**Task:**
Copy each entry as it stands, leaving nothing out.

-------------------------

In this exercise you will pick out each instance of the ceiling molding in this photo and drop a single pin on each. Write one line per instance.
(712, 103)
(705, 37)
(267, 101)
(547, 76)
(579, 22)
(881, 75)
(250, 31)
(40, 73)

-------------------------

**Worked solution:**
In this exercise you will pick out each instance of the ceiling molding in this photo and drop a single pin on each. Write one line per instance.
(712, 103)
(705, 37)
(267, 101)
(547, 76)
(579, 22)
(881, 75)
(250, 31)
(40, 73)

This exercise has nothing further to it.